> GOAL:
Turn the entire listing below into a numbered list with one entry per line, leaving out any blank lines.

Object detection data:
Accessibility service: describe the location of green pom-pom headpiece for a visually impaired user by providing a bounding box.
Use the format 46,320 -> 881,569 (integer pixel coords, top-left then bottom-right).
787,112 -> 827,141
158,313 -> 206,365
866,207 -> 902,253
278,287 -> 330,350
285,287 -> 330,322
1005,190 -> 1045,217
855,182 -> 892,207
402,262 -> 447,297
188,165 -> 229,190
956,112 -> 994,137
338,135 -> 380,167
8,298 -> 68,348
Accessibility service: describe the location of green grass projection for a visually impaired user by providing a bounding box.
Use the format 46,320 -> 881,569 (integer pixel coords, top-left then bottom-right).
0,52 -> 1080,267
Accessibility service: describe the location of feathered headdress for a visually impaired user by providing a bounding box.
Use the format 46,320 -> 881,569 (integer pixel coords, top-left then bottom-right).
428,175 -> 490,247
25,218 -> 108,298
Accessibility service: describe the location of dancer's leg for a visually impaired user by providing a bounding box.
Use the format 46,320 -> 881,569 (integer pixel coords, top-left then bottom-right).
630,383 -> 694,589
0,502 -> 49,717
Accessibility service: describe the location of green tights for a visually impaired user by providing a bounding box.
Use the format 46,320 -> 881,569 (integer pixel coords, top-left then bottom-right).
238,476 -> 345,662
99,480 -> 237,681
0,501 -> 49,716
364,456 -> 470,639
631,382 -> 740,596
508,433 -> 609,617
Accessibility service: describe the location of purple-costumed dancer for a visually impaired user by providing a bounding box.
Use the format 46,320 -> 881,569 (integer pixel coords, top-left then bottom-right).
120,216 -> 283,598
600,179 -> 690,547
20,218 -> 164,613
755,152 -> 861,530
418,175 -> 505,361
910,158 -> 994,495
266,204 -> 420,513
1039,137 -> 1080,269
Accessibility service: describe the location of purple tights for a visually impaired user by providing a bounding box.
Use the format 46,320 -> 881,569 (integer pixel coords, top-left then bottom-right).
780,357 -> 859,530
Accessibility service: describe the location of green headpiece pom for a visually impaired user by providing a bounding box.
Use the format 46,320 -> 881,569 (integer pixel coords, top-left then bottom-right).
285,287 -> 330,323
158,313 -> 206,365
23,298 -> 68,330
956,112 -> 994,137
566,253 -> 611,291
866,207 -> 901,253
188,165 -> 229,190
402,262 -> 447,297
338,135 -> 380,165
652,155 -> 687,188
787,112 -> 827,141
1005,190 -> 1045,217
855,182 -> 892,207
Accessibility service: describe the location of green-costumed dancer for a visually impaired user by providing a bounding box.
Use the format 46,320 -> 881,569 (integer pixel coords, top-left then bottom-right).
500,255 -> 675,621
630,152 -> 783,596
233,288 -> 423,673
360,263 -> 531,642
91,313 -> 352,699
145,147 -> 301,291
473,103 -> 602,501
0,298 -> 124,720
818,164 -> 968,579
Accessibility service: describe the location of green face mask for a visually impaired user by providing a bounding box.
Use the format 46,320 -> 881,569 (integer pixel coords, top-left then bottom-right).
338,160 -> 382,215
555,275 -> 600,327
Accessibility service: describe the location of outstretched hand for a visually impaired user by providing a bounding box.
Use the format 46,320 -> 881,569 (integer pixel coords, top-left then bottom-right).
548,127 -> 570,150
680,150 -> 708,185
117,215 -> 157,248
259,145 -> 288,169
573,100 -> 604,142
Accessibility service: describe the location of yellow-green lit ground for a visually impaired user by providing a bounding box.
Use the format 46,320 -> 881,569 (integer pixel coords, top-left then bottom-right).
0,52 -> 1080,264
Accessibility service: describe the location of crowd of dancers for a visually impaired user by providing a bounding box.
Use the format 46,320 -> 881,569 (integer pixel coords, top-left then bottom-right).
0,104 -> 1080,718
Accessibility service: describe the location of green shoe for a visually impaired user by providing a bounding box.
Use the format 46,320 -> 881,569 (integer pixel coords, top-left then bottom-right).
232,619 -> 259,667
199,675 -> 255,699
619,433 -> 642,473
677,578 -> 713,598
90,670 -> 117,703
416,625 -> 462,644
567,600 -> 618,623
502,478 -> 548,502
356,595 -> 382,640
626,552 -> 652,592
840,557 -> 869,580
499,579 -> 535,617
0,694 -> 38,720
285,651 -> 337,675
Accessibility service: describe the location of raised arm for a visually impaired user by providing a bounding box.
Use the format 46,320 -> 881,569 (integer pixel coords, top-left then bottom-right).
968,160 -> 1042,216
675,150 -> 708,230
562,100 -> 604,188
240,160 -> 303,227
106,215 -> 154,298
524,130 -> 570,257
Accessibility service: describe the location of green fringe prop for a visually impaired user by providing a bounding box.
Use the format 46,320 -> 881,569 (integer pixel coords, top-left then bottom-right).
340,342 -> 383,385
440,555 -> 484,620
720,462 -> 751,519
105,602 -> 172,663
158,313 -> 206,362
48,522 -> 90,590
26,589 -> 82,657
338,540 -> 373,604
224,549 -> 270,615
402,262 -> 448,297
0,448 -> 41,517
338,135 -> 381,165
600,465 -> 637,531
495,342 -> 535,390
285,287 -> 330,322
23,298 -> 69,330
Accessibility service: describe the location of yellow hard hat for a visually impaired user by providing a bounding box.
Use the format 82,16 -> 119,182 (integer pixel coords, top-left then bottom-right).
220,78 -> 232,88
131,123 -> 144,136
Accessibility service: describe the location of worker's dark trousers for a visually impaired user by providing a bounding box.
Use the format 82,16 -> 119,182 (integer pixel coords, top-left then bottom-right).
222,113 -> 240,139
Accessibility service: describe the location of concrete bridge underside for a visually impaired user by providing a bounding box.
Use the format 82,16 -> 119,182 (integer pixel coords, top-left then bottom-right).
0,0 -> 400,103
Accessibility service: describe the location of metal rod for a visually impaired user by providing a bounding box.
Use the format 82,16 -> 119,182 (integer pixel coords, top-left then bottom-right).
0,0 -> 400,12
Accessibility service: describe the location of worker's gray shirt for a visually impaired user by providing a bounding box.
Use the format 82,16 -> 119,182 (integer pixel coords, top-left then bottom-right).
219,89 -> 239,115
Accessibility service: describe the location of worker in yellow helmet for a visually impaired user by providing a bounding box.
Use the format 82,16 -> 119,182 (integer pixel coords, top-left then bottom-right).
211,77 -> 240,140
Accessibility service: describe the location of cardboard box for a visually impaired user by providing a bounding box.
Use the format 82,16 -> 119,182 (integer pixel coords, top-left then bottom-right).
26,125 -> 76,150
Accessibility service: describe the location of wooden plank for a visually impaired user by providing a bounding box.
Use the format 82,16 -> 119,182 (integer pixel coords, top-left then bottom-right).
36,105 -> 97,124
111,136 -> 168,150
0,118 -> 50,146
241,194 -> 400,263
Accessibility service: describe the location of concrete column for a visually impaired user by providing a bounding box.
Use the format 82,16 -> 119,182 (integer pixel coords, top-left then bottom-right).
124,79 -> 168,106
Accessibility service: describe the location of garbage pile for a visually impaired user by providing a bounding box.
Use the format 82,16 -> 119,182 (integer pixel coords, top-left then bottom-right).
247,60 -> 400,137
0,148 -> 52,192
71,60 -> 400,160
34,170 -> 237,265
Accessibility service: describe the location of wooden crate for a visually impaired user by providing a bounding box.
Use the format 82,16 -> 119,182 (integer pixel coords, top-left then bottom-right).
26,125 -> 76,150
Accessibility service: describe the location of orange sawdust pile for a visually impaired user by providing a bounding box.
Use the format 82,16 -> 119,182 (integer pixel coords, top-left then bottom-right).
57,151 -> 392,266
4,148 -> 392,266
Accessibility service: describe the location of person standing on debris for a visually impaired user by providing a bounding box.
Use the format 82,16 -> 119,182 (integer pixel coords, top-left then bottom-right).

> COMPLETE ANSWER:
1. Accessibility service: describe the location of green pom-pom headpiece for a visually impaired user by providing a bounding box.
2. Use the format 46,320 -> 881,569 (integer pixel coords, top-left then bottom-right).
3. 787,112 -> 827,141
4. 158,313 -> 206,365
5. 866,207 -> 902,253
6. 278,287 -> 330,350
7. 285,287 -> 330,322
8. 1005,190 -> 1045,217
9. 855,182 -> 892,207
10. 402,262 -> 447,297
11. 188,165 -> 229,190
12. 956,112 -> 994,137
13. 338,135 -> 380,167
14. 8,298 -> 68,348
15. Accessibility service: describe the location of green grass projection for a visually impaired user by providing a bounding box.
16. Use the format 46,320 -> 881,569 (integer pixel coords, top-left then bottom-right).
17. 0,52 -> 1080,267
18. Accessibility service: describe the location of feathered headdress for a visually impaired user by providing a bounding box.
19. Use the format 46,320 -> 881,569 (integer pixel coords, top-left then bottom-right).
20. 428,175 -> 490,247
21. 25,218 -> 108,298
22. Accessibility service: describe the location of dancer's leg for a visually impaired user by providing a bounding box.
23. Use the format 46,320 -> 881,569 (integer pixel coords, top-left then bottom-right).
24. 630,383 -> 694,589
25. 0,502 -> 49,717
26. Accessibility service: describe the location of green tights for a visually impaired user by providing a bounding box.
27. Use the format 46,320 -> 881,569 (integer pixel coords, top-left then bottom-right).
28. 238,476 -> 345,662
29. 99,480 -> 237,681
30. 0,501 -> 49,716
31. 364,456 -> 470,639
32. 631,382 -> 740,596
33. 508,433 -> 609,617
34. Accessibility service: describe the location of purple-costumed dancer for a visually impaired user by providing a bounding box.
35. Use the format 46,320 -> 881,569 (integer pixel coords, top-left then bottom-right).
36. 120,216 -> 283,598
37. 600,179 -> 690,547
38. 20,218 -> 164,613
39. 755,152 -> 861,530
40. 418,175 -> 505,361
41. 910,158 -> 994,495
42. 266,204 -> 420,513
43. 1039,137 -> 1080,269
44. Accessibility service: describe the location of purple tights for a visually impaired user by providing a bounding box.
45. Use the format 46,320 -> 881,569 (integer pixel coords, top-left then bottom-right).
46. 780,357 -> 859,530
47. Accessibility service: describe the location of green headpiece pom for a visually impaired user by providing a bounding box.
48. Use the format 46,320 -> 881,569 (integer pixel coords, top-left then bottom-right).
49. 285,287 -> 330,323
50. 158,313 -> 206,365
51. 23,298 -> 68,330
52. 956,112 -> 994,137
53. 566,253 -> 611,291
54. 866,207 -> 901,253
55. 188,165 -> 229,190
56. 402,262 -> 447,297
57. 338,135 -> 380,165
58. 652,155 -> 687,188
59. 787,112 -> 827,141
60. 1005,190 -> 1045,217
61. 855,182 -> 892,207
62. Accessibility service: describe the location of green-costumed dancer for a visually impaired user by providing a bounding box.
63. Use the format 46,320 -> 881,569 (integer pixel coords, top-left then bottom-right).
64. 500,255 -> 675,621
65. 630,152 -> 783,596
66. 233,288 -> 423,673
67. 360,263 -> 531,642
68. 91,313 -> 352,699
69. 145,147 -> 301,291
70. 473,103 -> 602,501
71. 0,298 -> 124,720
72. 818,164 -> 968,579
73. Accessibility service: describe the location of green face mask for a visually impaired user by providing a bounding box.
74. Use the format 46,320 -> 881,569 (integer pixel coords, top-left then bottom-right).
75. 338,160 -> 382,215
76. 555,275 -> 600,327
77. Accessibility service: describe the location of outstretched hand for a visually impaired user by providing a bounding box.
78. Use the format 46,320 -> 881,569 (integer pixel coords, top-left then bottom-right).
79. 548,127 -> 570,150
80. 680,150 -> 708,185
81. 117,215 -> 157,248
82. 259,145 -> 288,169
83. 573,100 -> 604,142
84. Accessibility service: describe the location of yellow-green lit ground for a visually impaired user by providing a bounding box.
85. Use the format 46,320 -> 881,569 (integer pixel coords, top-left then bottom-right).
86. 0,52 -> 1080,264
87. Accessibility service: describe the location of crowd of dancers for a visually impaired user by providing a bounding box.
88. Use the format 46,320 -> 881,569 (integer pixel coords, top-left then bottom-right).
89. 0,104 -> 1080,718
90. Accessibility service: describe the location of green shoe for a visually impaired user by providing a bounding box.
91. Use the format 46,320 -> 881,569 (integer pixel coords, top-left then bottom-right).
92. 232,619 -> 259,667
93. 199,675 -> 255,699
94. 619,433 -> 642,473
95. 677,578 -> 713,598
96. 90,670 -> 117,703
97. 416,625 -> 462,644
98. 567,600 -> 618,623
99. 502,478 -> 548,502
100. 356,595 -> 382,640
101. 626,552 -> 652,592
102. 840,557 -> 869,580
103. 499,579 -> 535,617
104. 0,694 -> 38,720
105. 285,651 -> 337,675
106. Accessibility service: describe the location of raised arm for a visually impaired user by providing a bounding box.
107. Use the format 46,320 -> 881,569 (integer pixel coords, top-left then bottom-right).
108. 968,160 -> 1042,216
109. 675,150 -> 708,230
110. 562,100 -> 604,188
111. 240,160 -> 303,227
112. 106,215 -> 154,298
113. 524,130 -> 570,257
114. Accessibility service: describe the location of green fringe prop for a visually impaired user by providing a bounding box.
115. Use the format 46,320 -> 881,569 (integer pixel coords, top-left then bottom-right).
116. 340,342 -> 383,385
117. 440,555 -> 484,620
118. 720,462 -> 751,519
119. 105,602 -> 172,663
120. 158,313 -> 206,362
121. 48,522 -> 90,590
122. 26,589 -> 82,657
123. 338,540 -> 373,604
124. 224,549 -> 270,615
125. 402,262 -> 448,297
126. 0,448 -> 41,517
127. 338,135 -> 381,165
128. 600,465 -> 637,531
129. 495,342 -> 535,390
130. 285,287 -> 330,322
131. 23,298 -> 69,330
132. Accessibility service: describe the location of yellow hard hat for a visually impaired user by providing a bounding box.
133. Use the format 82,16 -> 119,182 (integer pixel coords, top-left then bottom-right).
134. 220,78 -> 232,88
135. 131,123 -> 144,136
136. Accessibility service: describe the location of worker's dark trousers for a visually impaired user by providing a bounding box.
137. Use the format 82,16 -> 119,182 (integer pixel coords, top-left then bottom-right).
138. 222,113 -> 240,139
139. Accessibility service: describe the location of concrete bridge underside for a visually impaired user by providing a bounding box.
140. Use the format 82,16 -> 119,182 (integer pixel coords, top-left then bottom-right).
141. 0,0 -> 400,103
142. Accessibility service: describe the location of metal rod for a visually impaired user by providing a bounding box.
143. Use the format 82,16 -> 119,182 (integer pixel coords, top-left then bottom-right).
144. 0,0 -> 400,12
145. Accessibility service: describe the location of worker's gray shirt for a visually impaired user by providing a bounding box.
146. Use the format 82,16 -> 119,182 (integer pixel coords, top-left then bottom-right).
147. 219,89 -> 239,115
148. Accessibility service: describe the location of worker in yellow helmet for a visually impaired user by providing a bounding box.
149. Use the format 82,16 -> 119,182 (integer pixel coords, top-left then bottom-right).
150. 211,77 -> 240,140
151. Accessibility service: describe the location of cardboard box for a visually impaired user by providing a bounding box.
152. Use the format 82,16 -> 119,182 (integer pixel coords, top-left then bottom-right).
153. 26,125 -> 76,150
154. Accessibility service: describe the location of wooden plank for a visually impaired user by providing a bounding box.
155. Use the format 82,16 -> 119,182 (integer pixel coords, top-left then bottom-right).
156. 36,105 -> 97,124
157. 111,136 -> 168,150
158. 0,118 -> 50,146
159. 241,194 -> 400,263
160. Accessibility service: describe the location of concrete column for a visually impaired user by providing a bounding box.
161. Use the format 82,16 -> 119,182 (integer pixel coords, top-left then bottom-right).
162. 124,79 -> 168,106
163. Accessibility service: describe the location of garbage pile for a visually impaired user by providing a bounding box.
164. Use the format 82,16 -> 119,182 (integer pixel coords, top-left then bottom-right).
165. 247,60 -> 400,137
166. 0,148 -> 52,192
167. 71,60 -> 400,160
168. 34,170 -> 237,265
169. Accessibility service: describe the location of wooden crate for a visually impaired user by providing a bounding box.
170. Use the format 82,16 -> 119,182 (integer pixel coords, top-left then bottom-right).
171. 26,125 -> 76,150
172. Accessibility service: describe the location of orange sawdust pile for a visually impaired user by providing a bounding box.
173. Use the format 82,16 -> 119,182 (integer pixel coords, top-left then bottom-right).
174. 57,151 -> 392,266
175. 4,148 -> 392,266
176. Accessibility service: describe the location of person standing on debris for a visually impaired user by providing a bounding box.
177. Use the format 82,16 -> 119,182 (integer pixel coords, top-left then bottom-right).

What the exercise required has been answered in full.